-- Directives --
1. Using the article about Bono, answer these:
(a) How old is Bono said to be?
(b) In what month and year, and in which city, did the writer last meet him?
(c) Where was his 6am flight going?
2. For each statement, say yes or no according to the article about Bono, and quote the words that decide it.
(a) Bono led a Jubilee 2000 delegation to meet Pope John Paul II.
(b) Bono agreed to get some sleep before his flight.
(c) The writer and Bono reached the restaurant before midnight.
3. Write the next part of the article about Bono, picking up after its last sentence.

-- Excerpt --
You've got to stay on your toes to keep up with Bono. In an era when fame is often portrayed more as a burden than a privilege, the 40-year-old Irish superstar cuts a refreshingly fearless figure, unwilling to let little things like mobs of hysterical fans, swarms of paparazzi or over-protective bodyguards impinge on his personal freedom. Indeed, you get the impression that for U2's charismatic frontman, fame is a kind of magic key that can unlock almost any door, from the palace of the Pope to a seedy transsexual dive bar.
The last time we met up was September 1999 in Rome, where Bono led a delegation from the Jubilee 2000 charity to meet Pope John Paul II and help secure Vatican support for a bold initiative to write off Third World debt.
After a long day talking economics and politics with the world's media, we wound up at a street-side restaurant after midnight, with Bono resisting all attempts to persuade him to get some sleep prior to a 6am flight to Washington. 'Sleep is for economists!' he mischievously announced, striding boldly into the middle of the road and holding up a hand to the oncoming cars.

-- Provided data --

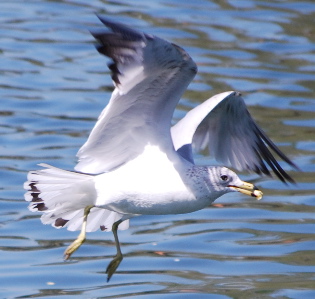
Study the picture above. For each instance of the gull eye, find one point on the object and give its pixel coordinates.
(224, 177)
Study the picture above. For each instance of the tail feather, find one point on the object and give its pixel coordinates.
(62, 196)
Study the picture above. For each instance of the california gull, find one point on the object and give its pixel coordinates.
(134, 163)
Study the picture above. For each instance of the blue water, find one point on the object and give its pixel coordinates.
(53, 87)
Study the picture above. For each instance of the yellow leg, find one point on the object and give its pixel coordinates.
(112, 267)
(81, 238)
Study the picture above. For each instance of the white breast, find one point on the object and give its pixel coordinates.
(149, 184)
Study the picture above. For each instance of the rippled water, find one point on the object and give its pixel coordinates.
(54, 85)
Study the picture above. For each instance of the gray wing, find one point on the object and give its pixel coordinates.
(150, 75)
(224, 126)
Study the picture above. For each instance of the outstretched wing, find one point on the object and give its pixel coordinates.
(224, 125)
(150, 75)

-- Outputs --
1.
(a) 40
(b) September 1999, in Rome
(c) Washington

2.
(a) Yes: "Bono led a delegation from the Jubilee 2000 charity to meet Pope John Paul II"
(b) No: "with Bono resisting all attempts to persuade him to get some sleep prior to a 6am flight to Washington"
(c) No: "we wound up at a street-side restaurant after midnight"

3.
Of course, had it been you or me, we'd have probably just got run over by an irate motorist, but Bono's fame brought the traffic to a complete standstill. Before his local minders had realised what was going on, we were squeezing into the back of a car full of transsexual clubbers. As Bono says, 'I've always seen passing cars as opportunity at the wheel.'
Twenty minutes later, we were seated at a small table in a packed nightclub between beautiful people of indeterminate gender, drinking complimentary champagne and vodka while a scantily clad babe tried to attract Bono's attention by dancing on the table. 'Remind me, what's this rock star thing all about?' Bono mused aloud, puffing on a giant cigar. 'Ah yes. Screaming girls. Fashionable clothes. People playing guitars. Got it!'
If only life were that simple. Bono may be determined not to let his conscience get in the way of having a good time, yet one senses that for him and his colleagues in U2, rock stardom is a complicated business in which the freedom that success has brought them is counterbalanced by responsibility.
Their political activism and commitment to good causes (notably Amnesty International and Greenpeace) have been a constant feature of a career spanning the final two turbulent decades of the last century. But while U2's idealism has never been in doubt, their singer's consuming involvement with Jubilee 2000 has become an increasingly contentious issue within the band, the demands on Bono's time effectively delaying the completion of their new album. Originally scheduled for autumn 1999, All That You Can't Leave Behind is finally released next week.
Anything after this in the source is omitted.